Action item.
Return each record word for word and omit the pictures.

Data to use.
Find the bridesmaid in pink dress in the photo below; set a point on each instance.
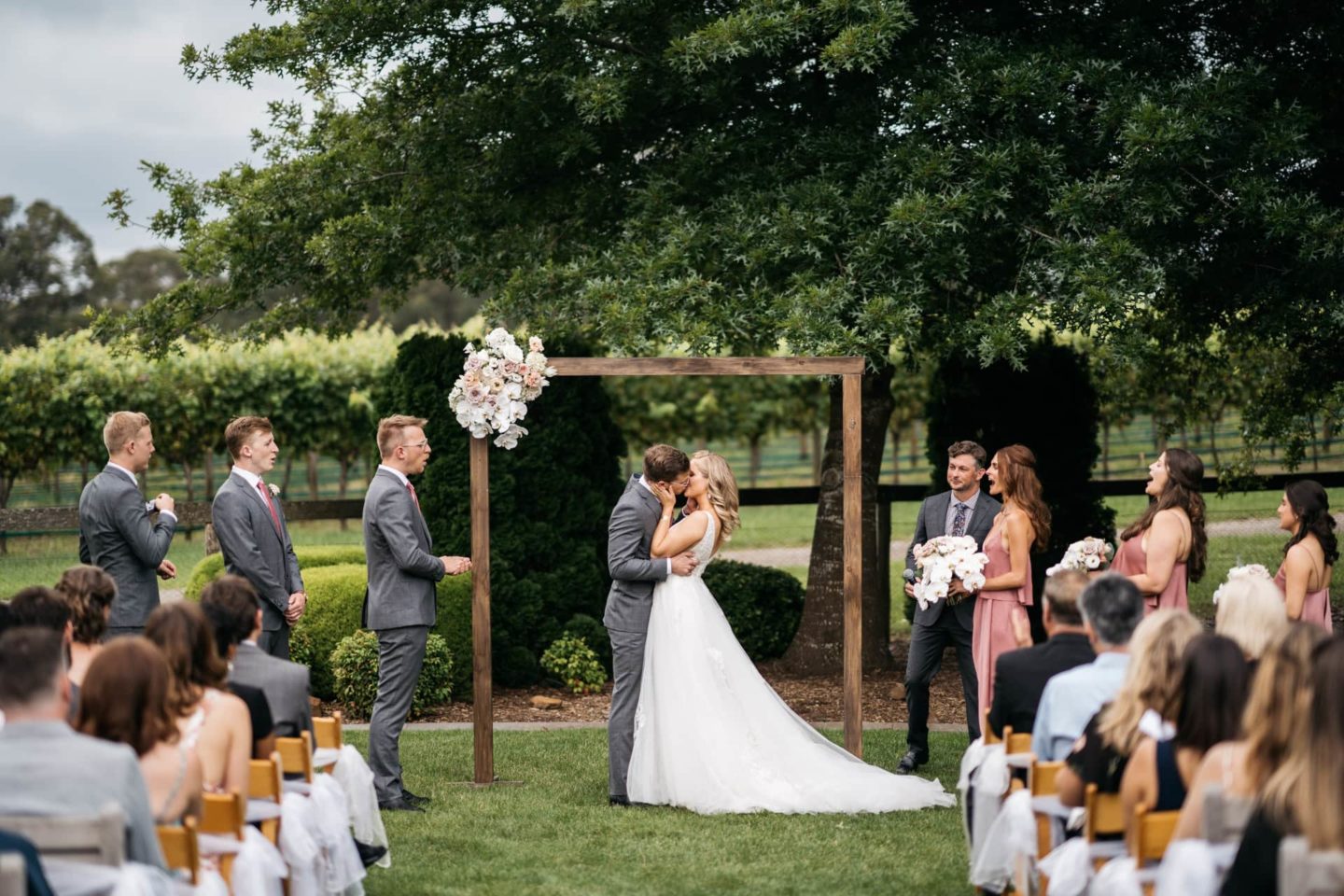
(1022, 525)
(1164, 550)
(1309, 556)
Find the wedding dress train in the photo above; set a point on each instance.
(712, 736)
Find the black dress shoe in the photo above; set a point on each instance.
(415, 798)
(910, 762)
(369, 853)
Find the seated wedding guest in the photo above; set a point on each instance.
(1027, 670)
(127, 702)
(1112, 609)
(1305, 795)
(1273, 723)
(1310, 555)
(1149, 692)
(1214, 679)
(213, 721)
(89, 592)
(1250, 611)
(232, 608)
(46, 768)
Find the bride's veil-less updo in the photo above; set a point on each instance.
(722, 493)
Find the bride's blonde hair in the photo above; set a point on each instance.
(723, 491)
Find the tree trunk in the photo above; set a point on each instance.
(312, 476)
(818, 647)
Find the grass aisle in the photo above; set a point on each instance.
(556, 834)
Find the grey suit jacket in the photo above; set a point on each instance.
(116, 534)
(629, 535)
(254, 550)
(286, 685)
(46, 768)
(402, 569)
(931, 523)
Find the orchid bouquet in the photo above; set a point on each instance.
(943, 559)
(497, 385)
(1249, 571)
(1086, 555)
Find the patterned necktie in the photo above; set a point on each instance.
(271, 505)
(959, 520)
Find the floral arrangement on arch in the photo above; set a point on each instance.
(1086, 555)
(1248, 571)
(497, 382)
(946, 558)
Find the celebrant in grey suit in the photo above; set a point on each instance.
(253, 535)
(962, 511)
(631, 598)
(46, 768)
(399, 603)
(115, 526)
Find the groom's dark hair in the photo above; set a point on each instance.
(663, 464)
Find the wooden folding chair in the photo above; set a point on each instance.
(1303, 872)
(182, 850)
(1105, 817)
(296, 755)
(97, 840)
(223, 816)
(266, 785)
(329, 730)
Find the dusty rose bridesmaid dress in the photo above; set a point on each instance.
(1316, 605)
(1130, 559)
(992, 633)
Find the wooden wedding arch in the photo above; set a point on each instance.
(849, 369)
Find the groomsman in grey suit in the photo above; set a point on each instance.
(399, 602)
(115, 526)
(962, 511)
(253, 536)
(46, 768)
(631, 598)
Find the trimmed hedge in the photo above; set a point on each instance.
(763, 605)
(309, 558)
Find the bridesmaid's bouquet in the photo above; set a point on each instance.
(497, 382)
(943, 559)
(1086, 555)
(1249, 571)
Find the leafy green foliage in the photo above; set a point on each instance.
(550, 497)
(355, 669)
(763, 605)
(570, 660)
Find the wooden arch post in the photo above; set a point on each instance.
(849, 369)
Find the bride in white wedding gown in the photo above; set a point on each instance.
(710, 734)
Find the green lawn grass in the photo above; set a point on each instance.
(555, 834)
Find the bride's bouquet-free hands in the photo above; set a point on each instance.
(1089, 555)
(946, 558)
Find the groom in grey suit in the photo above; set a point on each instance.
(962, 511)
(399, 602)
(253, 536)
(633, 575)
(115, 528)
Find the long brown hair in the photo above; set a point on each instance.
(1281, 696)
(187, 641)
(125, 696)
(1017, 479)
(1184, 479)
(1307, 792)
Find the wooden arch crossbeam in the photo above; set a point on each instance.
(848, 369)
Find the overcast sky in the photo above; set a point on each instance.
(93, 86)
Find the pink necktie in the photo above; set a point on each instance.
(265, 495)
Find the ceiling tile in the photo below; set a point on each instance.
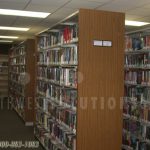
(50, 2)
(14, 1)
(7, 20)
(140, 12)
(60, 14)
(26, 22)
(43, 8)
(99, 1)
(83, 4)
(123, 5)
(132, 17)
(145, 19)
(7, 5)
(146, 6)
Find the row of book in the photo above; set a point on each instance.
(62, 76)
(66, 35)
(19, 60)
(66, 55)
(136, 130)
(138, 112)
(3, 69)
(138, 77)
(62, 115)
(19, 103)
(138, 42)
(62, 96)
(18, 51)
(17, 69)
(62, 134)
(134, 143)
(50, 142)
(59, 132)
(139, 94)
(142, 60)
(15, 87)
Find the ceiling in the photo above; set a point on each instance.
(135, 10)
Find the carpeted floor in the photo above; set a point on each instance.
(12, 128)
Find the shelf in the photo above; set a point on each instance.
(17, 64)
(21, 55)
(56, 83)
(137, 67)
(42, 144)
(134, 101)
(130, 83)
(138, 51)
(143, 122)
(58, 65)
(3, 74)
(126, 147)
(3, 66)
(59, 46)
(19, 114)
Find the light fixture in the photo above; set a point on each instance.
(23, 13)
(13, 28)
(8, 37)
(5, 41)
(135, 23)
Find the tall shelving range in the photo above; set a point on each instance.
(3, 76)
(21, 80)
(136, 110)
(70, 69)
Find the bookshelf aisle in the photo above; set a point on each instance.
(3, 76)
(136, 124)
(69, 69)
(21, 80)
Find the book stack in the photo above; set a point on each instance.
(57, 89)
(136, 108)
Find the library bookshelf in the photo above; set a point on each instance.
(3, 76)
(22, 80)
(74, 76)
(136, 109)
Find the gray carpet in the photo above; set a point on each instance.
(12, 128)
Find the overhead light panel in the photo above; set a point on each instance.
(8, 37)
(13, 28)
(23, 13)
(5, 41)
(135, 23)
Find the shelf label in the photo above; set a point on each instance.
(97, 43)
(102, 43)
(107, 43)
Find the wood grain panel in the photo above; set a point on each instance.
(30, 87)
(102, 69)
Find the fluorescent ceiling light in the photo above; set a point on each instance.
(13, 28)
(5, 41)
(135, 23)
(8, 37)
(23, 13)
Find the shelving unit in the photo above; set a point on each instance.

Problem solution.
Find the bridesmaid in pink dress in the photo below; set a point on each instance.
(1022, 525)
(1164, 550)
(1309, 556)
Find the wedding dress train in the photo above; set a point on each instance.
(712, 736)
Find the black dress shoe in the photo above; set a point on each instance.
(415, 798)
(910, 762)
(369, 853)
Find the seated wedding guest in the photo above; set a point on each instance.
(1027, 670)
(127, 702)
(1112, 609)
(1305, 795)
(1273, 723)
(1310, 555)
(1149, 692)
(1214, 679)
(213, 721)
(89, 592)
(1250, 611)
(232, 608)
(46, 768)
Find the bride's veil-less updo in the photo above; set a point on each instance.
(722, 493)
Find the bride's blonde hair in the photo above; set a point on each instance.
(723, 491)
Find the tree trunk in the photo above; set a point on each instance.
(312, 476)
(818, 647)
Find the grass aisle in the photo above; set a point on each instance.
(556, 834)
Find the grey suit jacket in the photo above; set a point on each instance.
(116, 534)
(629, 535)
(254, 550)
(286, 685)
(46, 768)
(402, 569)
(931, 523)
Find the orchid bouquet in the photo above; set a point on each instance.
(943, 559)
(497, 385)
(1249, 571)
(1086, 555)
Find the patterned necktie in the photo above; set a point on each instance.
(271, 505)
(959, 520)
Find the floral arrangement on arch in the photo above; set a point on each instance.
(1086, 555)
(1248, 571)
(497, 382)
(946, 558)
Find the celebrant in grey suit in the photo above; set a point on each instance.
(253, 535)
(962, 511)
(631, 598)
(46, 768)
(399, 603)
(115, 526)
Find the groom's dark hair in the photo above; set a point on each instance.
(663, 464)
Find the wooden folding chair in the photo above; set a point on each instance.
(1303, 872)
(182, 850)
(1105, 817)
(296, 755)
(97, 840)
(223, 816)
(266, 785)
(329, 730)
Find the dusty rose bridesmaid dress in the photo above; set a point on each instance.
(1316, 605)
(1130, 559)
(992, 633)
Find the wooden wedding arch in the photo above; set a point on each instance.
(849, 369)
Find the groomsman in grey suit in the photo above; set a point on each instance.
(399, 602)
(115, 526)
(962, 511)
(253, 536)
(46, 768)
(631, 598)
Find the trimmed hedge in the photo above; set a point on each instance.
(763, 605)
(309, 558)
Find the bridesmaid's bouquet in the photo above; set a point on each instance.
(497, 382)
(943, 559)
(1086, 555)
(1249, 571)
Find the leafy green foliage in the photo above; set a point on each instance.
(550, 497)
(355, 669)
(763, 605)
(570, 660)
Find the wooden arch post in the photo above; set a point on each instance.
(849, 369)
Find the bride in white wedding gown in the photo above; set a point on each instance.
(710, 734)
Find the green lawn grass in the photo above; set a point on each instance.
(555, 834)
Find the bride's bouquet-free hands in the photo above; set a point on each instance.
(1089, 555)
(946, 558)
Find the groom in grey suit in the photo above; set a point on each instance.
(962, 511)
(399, 602)
(253, 536)
(633, 575)
(115, 528)
Find the long brown hair in the photo above; set a point on each instance.
(1281, 696)
(187, 641)
(125, 696)
(1017, 479)
(1184, 479)
(1307, 792)
Find the wooden arch crossbeam in the photo above; set a point on each instance.
(848, 369)
Find the overcast sky in the photo above; set a point on each instance.
(93, 86)
Find the pink necktie in the photo above; set a point on each instance.
(265, 495)
Find the ceiling tile in the photo below; set a point on each instance.
(50, 2)
(14, 1)
(7, 20)
(140, 12)
(60, 14)
(26, 22)
(43, 8)
(99, 1)
(83, 4)
(123, 5)
(132, 17)
(145, 19)
(7, 5)
(146, 6)
Find the row of book in the photo above; set a point on each instance.
(62, 76)
(66, 35)
(19, 60)
(66, 55)
(136, 130)
(138, 112)
(3, 69)
(138, 77)
(62, 115)
(19, 103)
(138, 42)
(62, 96)
(18, 51)
(17, 69)
(62, 134)
(134, 143)
(50, 142)
(59, 132)
(139, 94)
(142, 60)
(15, 87)
Find the ceiling in the photo above; set a point on each instance.
(135, 10)
Find the carpeted floor in the photo above; set a point on each instance.
(12, 128)
Find the shelf in the photo above; set a point on each instance.
(17, 64)
(21, 55)
(56, 83)
(137, 67)
(42, 144)
(134, 101)
(130, 83)
(138, 51)
(143, 122)
(58, 65)
(3, 74)
(126, 147)
(3, 66)
(59, 46)
(19, 114)
Find the light fixture in the photo above; set a point on each instance.
(23, 13)
(13, 28)
(8, 37)
(5, 41)
(135, 23)
Find the tall shelving range in the photo above; set a point on each instance.
(3, 76)
(21, 80)
(136, 110)
(70, 69)
Find the bookshelf aisle in the photo above; set a point on each instance.
(3, 76)
(136, 124)
(69, 69)
(21, 80)
Find the book stack in the photo above; set a point on each instance.
(57, 89)
(136, 108)
Find the library bookshelf in the photo above; set a point on each instance.
(3, 76)
(22, 80)
(74, 76)
(136, 109)
Find the gray carpet in the photo above; set a point on each instance.
(12, 128)
Find the overhead light panel in the photo above; set a point on each instance.
(8, 37)
(13, 28)
(23, 13)
(5, 41)
(135, 23)
Find the shelf label in the photo above; set a point on each instance.
(97, 43)
(102, 43)
(107, 43)
Find the wood grain panel in the photo above; set a point on each instance.
(30, 87)
(102, 69)
Find the fluorescent ceiling light in the photo above; set a point on each instance.
(13, 28)
(5, 41)
(135, 23)
(8, 37)
(23, 13)
Find the shelving unit in the photo above; set a point on each instance.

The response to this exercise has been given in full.